■ Selected extract
::::

Chronic drought and annual wildfires ravage parts of the world while regular flooding
causes nearly irreparable damage to others. Large-scale tropical deforestation
robs us of precious oxygen-producing trees and contributes to the extinction of
species at the highest rate in recorded history. Every year tons of agricultural
topsoil washes into our watersheds, carrying with it the residues of dangerous
agricultural chemicals and expanding a huge “dead zone” in the Gulf of Mexico,
an area where there exists literally no marine life.
I
could go on, for there is plenty more bad news, and we ignore it at our peril.
But I have hopefully made my point. Unlike Israel, we are not yet dead. But our
trajectory is unmistakable, and perhaps, some say, irreversible. Just so, a
version of God’s question to Ezekiel becomes God’s question to us: “Mortals,”
he demands of us, “can this creation live?”
Where
Ezekiel initially replied hesitantly, unconvincingly, and perhaps even a bit
cynically, we stand at something of a different place. Though things look from
many perspectives to be terribly bleak, we are blessed with the gift of
knowing, at least provisionally, the answer to God’s query. For in spite of our
manifold weakness and our complicity in the sin that has brought us and the
rest of the creation to this point, we stand on the backside of the signal event
that changed the direction of history and initiated the fulfillment of the
promise God made through Ezekiel, a promise made to Israel and to us. That
event, of course, is the resurrection of Jesus of Nazareth from among the dead.
III.
In
his second letter to the Corinthians, Paul insists that for all those who are
in Christ, those united to him in baptism, there is a new creation. Death is
defeated and history has taken on a new trajectory, such that we look forward,
anticipating neither the steady growth of a technological progress that will
eventually deliver us from the mess we’re in nor an ecological cataclysm marked
by rising oceans, disappearing coastlines, a lack of arable land, and
inadequate supplies of clean water. Rather, our expectation is that all things
will be redeemed, and that the earth’s original shalom will be restored. The new creation begun in Jesus’
declaration, that God’s reign had commenced, will be consummated by the descent
of the garden city of the New Jerusalem, the place of God’s dwelling with his
creatures. That is one account of the end game, the ultimate future toward
which we may look.

::::

■ Supplied information
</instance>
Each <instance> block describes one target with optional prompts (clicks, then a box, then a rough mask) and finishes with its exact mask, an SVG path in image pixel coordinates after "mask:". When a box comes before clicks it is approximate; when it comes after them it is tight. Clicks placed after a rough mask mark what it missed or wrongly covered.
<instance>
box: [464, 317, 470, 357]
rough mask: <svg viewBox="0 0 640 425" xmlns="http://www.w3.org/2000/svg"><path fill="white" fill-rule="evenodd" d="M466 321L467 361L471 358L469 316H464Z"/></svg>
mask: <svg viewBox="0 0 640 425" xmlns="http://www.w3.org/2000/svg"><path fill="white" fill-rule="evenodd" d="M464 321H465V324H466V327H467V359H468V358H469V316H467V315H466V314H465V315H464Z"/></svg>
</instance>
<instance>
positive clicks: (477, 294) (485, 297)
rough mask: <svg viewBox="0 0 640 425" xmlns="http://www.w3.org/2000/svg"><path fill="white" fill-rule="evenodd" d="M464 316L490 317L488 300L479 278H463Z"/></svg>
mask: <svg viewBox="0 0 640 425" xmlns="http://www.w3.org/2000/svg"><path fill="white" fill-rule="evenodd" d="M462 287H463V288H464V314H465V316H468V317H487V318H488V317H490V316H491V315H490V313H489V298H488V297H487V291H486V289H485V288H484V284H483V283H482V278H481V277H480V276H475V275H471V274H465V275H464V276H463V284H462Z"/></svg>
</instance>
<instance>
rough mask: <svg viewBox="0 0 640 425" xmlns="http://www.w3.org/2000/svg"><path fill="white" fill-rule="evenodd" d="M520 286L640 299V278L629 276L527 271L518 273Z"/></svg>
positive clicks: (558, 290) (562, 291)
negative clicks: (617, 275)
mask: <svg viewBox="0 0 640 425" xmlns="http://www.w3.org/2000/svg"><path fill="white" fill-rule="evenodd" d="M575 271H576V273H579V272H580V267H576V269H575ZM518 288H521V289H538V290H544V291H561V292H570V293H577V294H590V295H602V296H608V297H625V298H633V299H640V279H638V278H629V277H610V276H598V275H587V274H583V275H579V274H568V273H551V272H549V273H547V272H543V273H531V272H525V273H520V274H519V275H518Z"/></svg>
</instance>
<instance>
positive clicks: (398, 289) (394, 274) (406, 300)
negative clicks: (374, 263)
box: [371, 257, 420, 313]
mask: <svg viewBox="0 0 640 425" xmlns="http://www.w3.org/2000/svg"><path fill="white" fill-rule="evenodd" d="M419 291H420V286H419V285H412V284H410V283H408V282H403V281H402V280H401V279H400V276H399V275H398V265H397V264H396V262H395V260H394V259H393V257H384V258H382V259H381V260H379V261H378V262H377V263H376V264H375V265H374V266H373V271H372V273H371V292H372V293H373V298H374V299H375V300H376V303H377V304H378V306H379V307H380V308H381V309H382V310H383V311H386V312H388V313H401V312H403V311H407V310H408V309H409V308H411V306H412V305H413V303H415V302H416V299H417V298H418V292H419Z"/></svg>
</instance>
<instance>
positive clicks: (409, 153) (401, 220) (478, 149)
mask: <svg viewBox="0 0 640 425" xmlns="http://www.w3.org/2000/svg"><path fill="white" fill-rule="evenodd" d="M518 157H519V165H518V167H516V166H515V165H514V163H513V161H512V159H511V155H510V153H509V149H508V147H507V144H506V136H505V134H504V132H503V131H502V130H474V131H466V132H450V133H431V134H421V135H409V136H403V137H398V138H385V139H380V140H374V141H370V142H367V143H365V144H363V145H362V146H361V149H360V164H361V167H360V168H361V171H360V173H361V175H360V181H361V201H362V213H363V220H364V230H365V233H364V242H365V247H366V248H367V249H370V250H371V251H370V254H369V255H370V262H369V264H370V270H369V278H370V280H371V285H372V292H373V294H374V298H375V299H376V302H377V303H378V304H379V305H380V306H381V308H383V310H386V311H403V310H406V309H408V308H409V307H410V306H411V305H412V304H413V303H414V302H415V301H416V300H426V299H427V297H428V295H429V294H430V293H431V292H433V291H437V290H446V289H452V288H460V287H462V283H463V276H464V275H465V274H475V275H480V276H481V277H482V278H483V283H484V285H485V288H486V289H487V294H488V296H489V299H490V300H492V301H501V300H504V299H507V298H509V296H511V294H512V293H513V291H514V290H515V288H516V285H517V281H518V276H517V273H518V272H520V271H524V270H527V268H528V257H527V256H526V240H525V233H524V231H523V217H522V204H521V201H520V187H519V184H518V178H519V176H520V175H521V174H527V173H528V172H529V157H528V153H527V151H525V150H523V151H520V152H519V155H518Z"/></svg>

::::

■ Problems and tasks
**1.** Present the records from their beginning through the line containing "box: [464, 317, 470, 357]" as a Markdown table, with columns headed Row and Line. Number each line and skip any blank ones.
**2.** Pick up the reflection on Ezekiel and the new creation after its final sentence and extend it.

■ Responses to the exercise
**1.**
| Row | Line |
|---|---|
| 1 | </instance> |
| 2 | Each <instance> block describes one target with optional prompts (clicks, then a box, then a rough mask) and finishes with its exact mask, an SVG path in image pixel coordinates after "mask:". When a box comes before clicks it is approximate; when it comes after them it is tight. Clicks placed after a rough mask mark what it missed or wrongly covered. |
| 3 | <instance> |
| 4 | box: [464, 317, 470, 357] |

**2.**
Yet,
although from the perspective of faith the outcome of history and the
restoration of creation is in some sense assured, we are absolutely not excused
from proclaiming and especially from embodying God’s gospel truth, for having
been united to Jesus in his death and resurrection, we are bound to live as
citizens of the kingdom he proclaimed and embodied, living peaceably with and
loving our neighbors, our enemies, and the creation of which we are members.
Having been made part of God’s people, grafted by baptism into the Israel of
God, how can we do otherwise?
From
the time Israel was given the shemah,
in the book of Deuteronomy, God’s people have been called to love; first God,
then each other, then the stranger among them. Love, as my good friend Keith
Wasserman frequently reminds me, is a verb. It entails action, doing concrete
good for the benefit of the beloved, be they family, friend, neighbor, enemy,
or even the particular place on earth one finds his or her beloved occupying. The
great command to love God and neighbor therefore entails loving the creation, for
creation is in some sense, as the church father Athanasius said, “God’s [very]
body,” given to us, like our own lives, as a gift and a loan. It is placed in
our possession as a gratuitous expression of God’s love, an extraordinary
blessing from which we, like every generation preceding us and every one
following us, draw life.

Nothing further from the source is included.